**Work to complete**: Extend the article about Teva moving its U.S. headquarters to New Jersey, starting after its last sentence.

**Excerpted text**:
^^^^^^^^^^^^^^^^

Teva, lured by $40M tax break, packs its bags for New Jersey HQ move

Teva will create or transfer more than 800 jobs to its new home base. (Teva)

Looks like New Jersey’s $40 million plan to lure Teva’s headquarters from Pennsylvania worked.

The Israeli company will be moving its U.S. home base to Parsippany-Troy Hills from North Wales, Pennsylvania, according to New Jersey Governor Phil Murphy. It’s a switch that will transfer and create a total of 843 jobs in the state, while 232 workers at the Parsippany-Troy Hills location—which will expand to nearly 350,000 square feet—will keep their positions.

The decision follows approval of a 10-year, $40 million tax incentive plan designed to woo the Israeli drugmaker from its longtime base. The plan required Teva to preserve 1,000 New Jersey jobs to reap the credits.

The move will help Teva, which is in the middle of a $3 billion cost-cutting effort mapped out by new CEO Kåre Schultz, consolidate some of its operations in a central location.

“Reducing the number of sites supports our drive to continue to improve productivity and efficiencies,” Brendan O’Grady, Teva EVP and head of North American commercial, said in a statement.

RELATED: Teva restructuring hits American HQ, claiming 200-plus Pennsylvania jobs

It will also bring Teva closer to several major pharma players that call New Jersey home, such as Merck, Bristol-Myers Squibb and Johnson & Johnson.

“We’re pleased to expand our presence in New Jersey, having closer proximity to a vibrant business hub and a dynamic life sciences environment—all while increasing jobs and preserving many existing roles,” O’Grady added.

^^^^^^^^^^^^^^^^

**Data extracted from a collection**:
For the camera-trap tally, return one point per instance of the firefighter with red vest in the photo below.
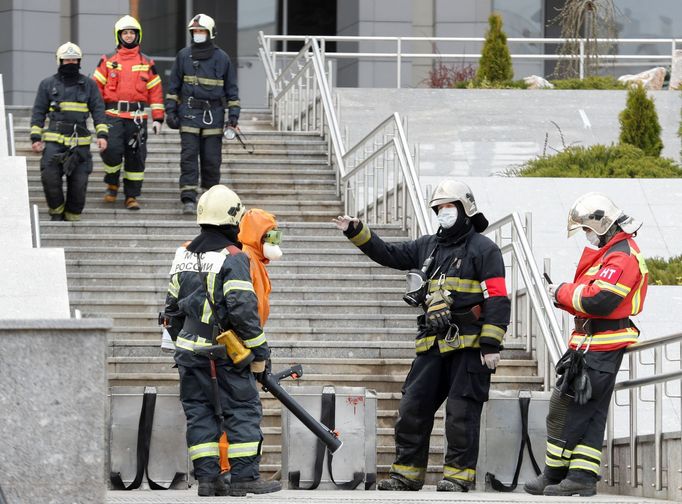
(609, 287)
(129, 84)
(457, 277)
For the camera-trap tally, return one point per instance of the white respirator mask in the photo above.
(447, 217)
(199, 38)
(592, 237)
(272, 252)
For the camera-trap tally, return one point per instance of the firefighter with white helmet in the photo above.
(609, 287)
(457, 277)
(66, 99)
(211, 290)
(131, 87)
(203, 83)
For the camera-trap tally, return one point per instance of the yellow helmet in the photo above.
(69, 51)
(597, 212)
(203, 22)
(127, 23)
(219, 206)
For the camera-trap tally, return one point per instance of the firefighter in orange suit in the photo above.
(609, 286)
(129, 84)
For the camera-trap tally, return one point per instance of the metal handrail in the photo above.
(399, 55)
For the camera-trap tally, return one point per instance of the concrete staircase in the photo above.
(332, 309)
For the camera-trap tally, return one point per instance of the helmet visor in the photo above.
(273, 237)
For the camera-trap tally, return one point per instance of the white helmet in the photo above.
(203, 22)
(449, 191)
(597, 212)
(69, 51)
(219, 206)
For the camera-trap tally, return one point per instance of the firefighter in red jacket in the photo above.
(609, 287)
(129, 83)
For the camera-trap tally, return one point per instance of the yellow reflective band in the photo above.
(465, 341)
(174, 286)
(593, 270)
(203, 81)
(231, 285)
(73, 106)
(460, 474)
(237, 450)
(409, 472)
(491, 331)
(456, 284)
(362, 237)
(206, 312)
(51, 136)
(112, 169)
(154, 82)
(133, 175)
(588, 451)
(100, 78)
(190, 129)
(576, 300)
(585, 465)
(619, 289)
(56, 211)
(255, 342)
(204, 450)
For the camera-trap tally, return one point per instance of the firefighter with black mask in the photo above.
(457, 277)
(203, 83)
(211, 291)
(609, 287)
(129, 85)
(66, 98)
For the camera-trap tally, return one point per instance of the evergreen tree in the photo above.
(495, 63)
(639, 124)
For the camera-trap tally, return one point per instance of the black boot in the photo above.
(448, 485)
(568, 487)
(396, 485)
(208, 487)
(257, 486)
(537, 486)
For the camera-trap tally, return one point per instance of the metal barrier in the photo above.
(634, 386)
(399, 53)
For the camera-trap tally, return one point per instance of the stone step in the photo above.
(146, 226)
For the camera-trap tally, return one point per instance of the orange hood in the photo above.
(253, 226)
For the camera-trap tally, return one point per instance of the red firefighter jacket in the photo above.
(610, 285)
(129, 76)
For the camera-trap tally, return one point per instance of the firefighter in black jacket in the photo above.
(457, 277)
(203, 83)
(66, 98)
(211, 271)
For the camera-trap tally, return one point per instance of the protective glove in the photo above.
(551, 291)
(172, 120)
(343, 222)
(490, 360)
(438, 310)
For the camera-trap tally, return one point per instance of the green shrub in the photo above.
(600, 161)
(594, 82)
(495, 63)
(639, 124)
(665, 271)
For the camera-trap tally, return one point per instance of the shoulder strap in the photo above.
(524, 403)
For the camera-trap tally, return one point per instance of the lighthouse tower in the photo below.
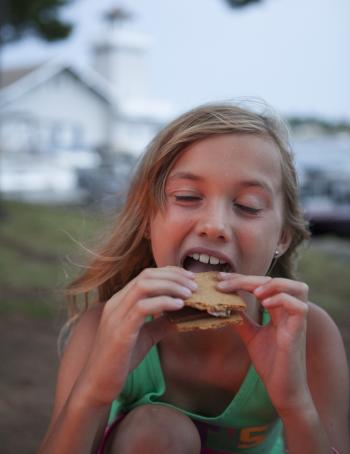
(120, 57)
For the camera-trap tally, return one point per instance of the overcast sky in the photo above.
(293, 53)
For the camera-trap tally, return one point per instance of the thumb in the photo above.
(156, 329)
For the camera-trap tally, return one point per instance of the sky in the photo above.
(292, 53)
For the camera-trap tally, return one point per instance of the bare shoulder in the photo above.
(76, 353)
(328, 374)
(323, 335)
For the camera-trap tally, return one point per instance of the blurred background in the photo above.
(84, 85)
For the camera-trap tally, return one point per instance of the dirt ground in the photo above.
(29, 362)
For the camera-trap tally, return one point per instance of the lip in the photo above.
(212, 252)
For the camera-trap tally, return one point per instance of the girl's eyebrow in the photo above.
(258, 183)
(182, 175)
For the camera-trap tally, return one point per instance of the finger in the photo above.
(146, 286)
(231, 282)
(290, 304)
(150, 307)
(279, 285)
(156, 329)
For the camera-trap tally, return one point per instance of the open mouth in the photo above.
(198, 263)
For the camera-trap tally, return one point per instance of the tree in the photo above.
(21, 18)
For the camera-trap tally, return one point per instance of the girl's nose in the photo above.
(214, 224)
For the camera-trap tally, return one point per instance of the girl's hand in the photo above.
(123, 338)
(277, 350)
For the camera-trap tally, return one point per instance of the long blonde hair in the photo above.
(128, 251)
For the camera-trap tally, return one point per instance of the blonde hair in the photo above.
(128, 250)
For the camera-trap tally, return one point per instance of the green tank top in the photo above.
(248, 425)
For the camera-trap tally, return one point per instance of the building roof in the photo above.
(18, 81)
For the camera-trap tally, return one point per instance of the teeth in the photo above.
(204, 258)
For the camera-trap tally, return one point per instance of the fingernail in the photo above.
(222, 275)
(222, 284)
(193, 285)
(186, 292)
(259, 290)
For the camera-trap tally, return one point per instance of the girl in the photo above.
(217, 183)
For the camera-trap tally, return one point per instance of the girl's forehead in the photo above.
(231, 154)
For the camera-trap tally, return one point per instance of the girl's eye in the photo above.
(247, 209)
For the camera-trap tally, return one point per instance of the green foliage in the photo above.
(42, 249)
(39, 17)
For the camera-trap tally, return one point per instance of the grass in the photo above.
(39, 243)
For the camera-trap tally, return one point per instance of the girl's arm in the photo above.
(107, 343)
(74, 426)
(300, 357)
(325, 418)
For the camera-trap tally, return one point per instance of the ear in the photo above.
(147, 234)
(284, 241)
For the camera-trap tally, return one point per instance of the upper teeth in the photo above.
(204, 258)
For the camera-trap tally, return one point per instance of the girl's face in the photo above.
(224, 207)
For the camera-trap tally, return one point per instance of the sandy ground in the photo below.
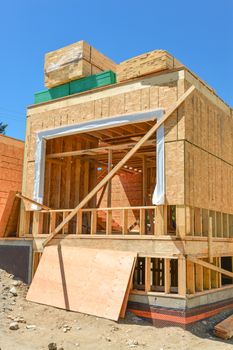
(41, 325)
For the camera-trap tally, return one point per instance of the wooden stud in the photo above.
(167, 276)
(24, 222)
(197, 222)
(125, 221)
(52, 223)
(190, 277)
(181, 276)
(147, 274)
(189, 221)
(65, 228)
(93, 222)
(37, 226)
(180, 221)
(214, 275)
(161, 220)
(79, 222)
(198, 278)
(109, 222)
(142, 222)
(109, 185)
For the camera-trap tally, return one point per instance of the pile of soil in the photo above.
(30, 326)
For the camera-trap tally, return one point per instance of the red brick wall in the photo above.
(11, 166)
(126, 192)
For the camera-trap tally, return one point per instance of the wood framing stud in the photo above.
(121, 163)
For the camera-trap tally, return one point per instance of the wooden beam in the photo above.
(167, 276)
(147, 274)
(121, 163)
(109, 186)
(210, 266)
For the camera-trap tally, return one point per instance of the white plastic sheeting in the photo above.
(42, 136)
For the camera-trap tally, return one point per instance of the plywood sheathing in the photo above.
(74, 62)
(142, 94)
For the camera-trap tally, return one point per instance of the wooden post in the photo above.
(37, 225)
(161, 220)
(125, 222)
(210, 239)
(79, 222)
(181, 276)
(198, 278)
(109, 222)
(180, 221)
(147, 274)
(189, 211)
(190, 277)
(197, 222)
(93, 222)
(167, 276)
(142, 222)
(52, 223)
(66, 227)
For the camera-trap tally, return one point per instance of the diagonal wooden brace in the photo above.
(120, 164)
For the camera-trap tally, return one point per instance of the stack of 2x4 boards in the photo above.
(73, 69)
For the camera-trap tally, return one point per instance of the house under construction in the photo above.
(131, 159)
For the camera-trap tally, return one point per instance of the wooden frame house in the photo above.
(94, 163)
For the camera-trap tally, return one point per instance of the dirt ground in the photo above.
(39, 325)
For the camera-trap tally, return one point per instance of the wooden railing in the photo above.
(139, 220)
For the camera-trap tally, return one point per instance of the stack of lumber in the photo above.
(73, 62)
(151, 62)
(224, 329)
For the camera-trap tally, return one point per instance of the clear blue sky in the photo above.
(199, 33)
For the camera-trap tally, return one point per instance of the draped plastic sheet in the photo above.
(105, 123)
(87, 280)
(158, 197)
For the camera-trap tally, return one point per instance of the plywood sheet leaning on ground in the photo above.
(91, 281)
(224, 329)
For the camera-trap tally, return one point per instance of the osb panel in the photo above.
(208, 180)
(209, 127)
(174, 169)
(91, 281)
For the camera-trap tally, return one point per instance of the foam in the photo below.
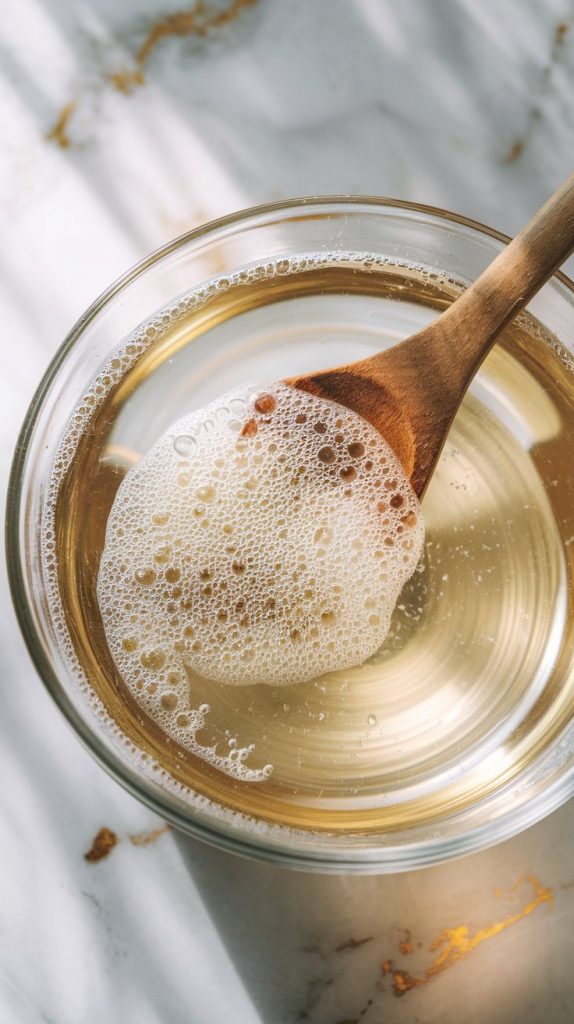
(111, 373)
(264, 539)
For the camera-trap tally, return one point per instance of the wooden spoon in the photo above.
(411, 391)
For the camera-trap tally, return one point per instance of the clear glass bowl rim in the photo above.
(403, 856)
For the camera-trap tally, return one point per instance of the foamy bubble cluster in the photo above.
(264, 539)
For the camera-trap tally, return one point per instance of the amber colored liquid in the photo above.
(477, 674)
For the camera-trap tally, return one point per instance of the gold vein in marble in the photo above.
(197, 20)
(58, 133)
(457, 943)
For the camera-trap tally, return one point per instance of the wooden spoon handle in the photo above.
(473, 323)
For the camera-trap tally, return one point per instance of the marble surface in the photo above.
(123, 125)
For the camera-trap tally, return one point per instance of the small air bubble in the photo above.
(184, 444)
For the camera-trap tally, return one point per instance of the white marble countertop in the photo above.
(120, 128)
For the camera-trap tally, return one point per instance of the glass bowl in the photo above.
(450, 248)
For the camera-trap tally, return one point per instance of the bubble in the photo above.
(184, 444)
(299, 569)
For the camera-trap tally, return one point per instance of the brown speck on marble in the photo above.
(144, 839)
(352, 944)
(199, 20)
(456, 943)
(534, 112)
(515, 152)
(58, 133)
(103, 842)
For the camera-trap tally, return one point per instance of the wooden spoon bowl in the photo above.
(410, 393)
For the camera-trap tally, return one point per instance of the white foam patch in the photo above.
(120, 361)
(264, 539)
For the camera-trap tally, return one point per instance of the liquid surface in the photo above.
(476, 675)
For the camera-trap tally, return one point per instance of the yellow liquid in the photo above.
(476, 676)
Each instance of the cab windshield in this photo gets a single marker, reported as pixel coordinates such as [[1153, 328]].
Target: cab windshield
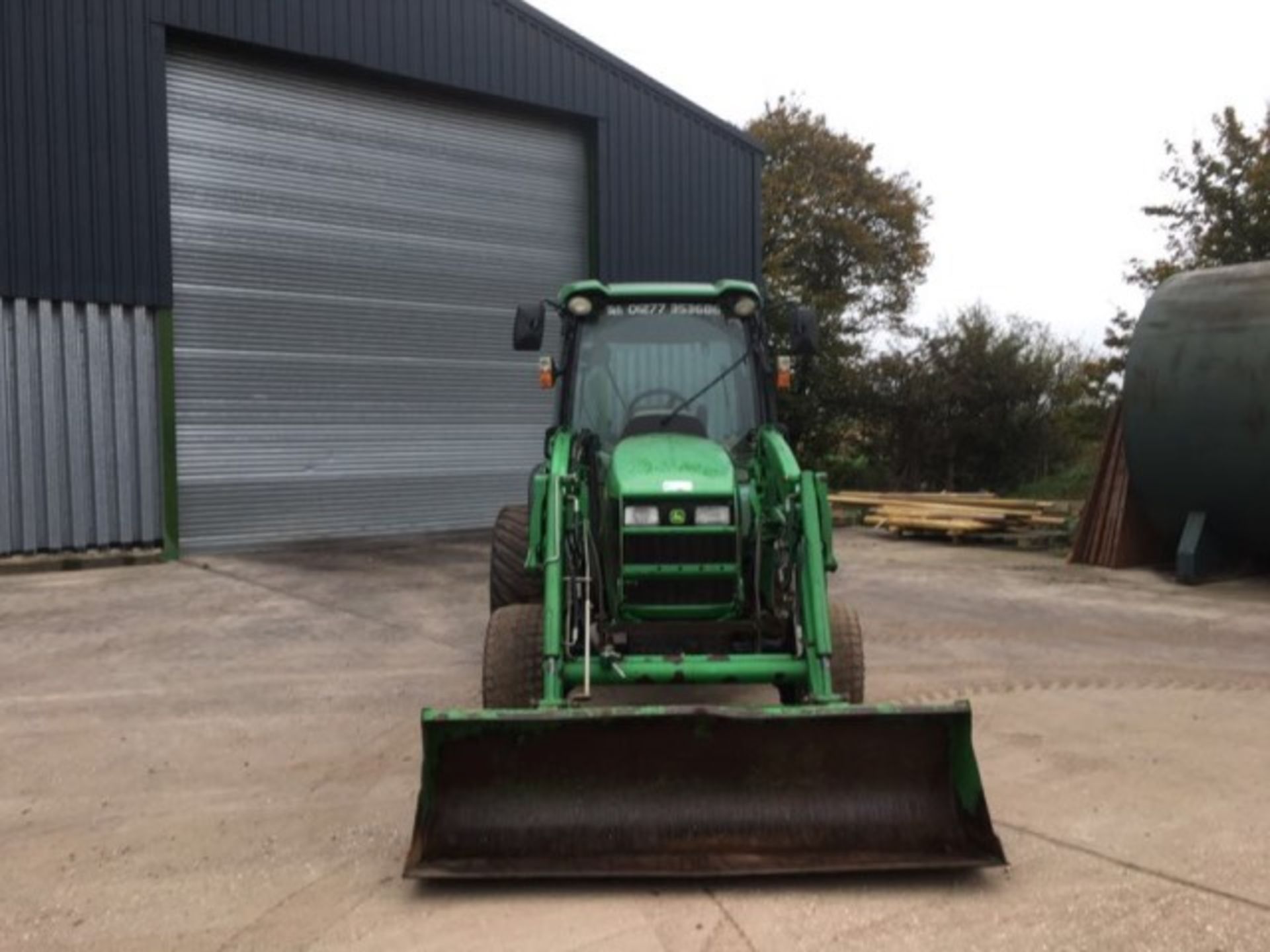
[[636, 364]]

^^^^^^^^^^^^^^^^

**Exercise output**:
Right now, it’s not clear how many Pennsylvania workers will lose their jobs on account of the move, though O’Grady said the company would “retain a significant presence” in the state.

Teva’s "plan during the next two years still maintains employment" for between 500 and 600 people at the company's West Chester R&D facility, and an additional 100-plus employees "will continue to support Teva’s operations and distribution services in northeast Pennsylvania," a spokeswoman said by email.

"As the restructuring process, market dynamics and natural attrition are ongoing, we cannot confirm final and definitive numbers," she added.

But the company has already trimmed away some jobs in Pennsylvania since unveiling its restructuring, which is set to claim 14,000 positions. In January, the drugmaker pink-slipped 65 employees across three buildings in Horsham and North Wales, Pennsylvania, 96 across sites in Fraser and Great Valley, and 47 more in West Chester.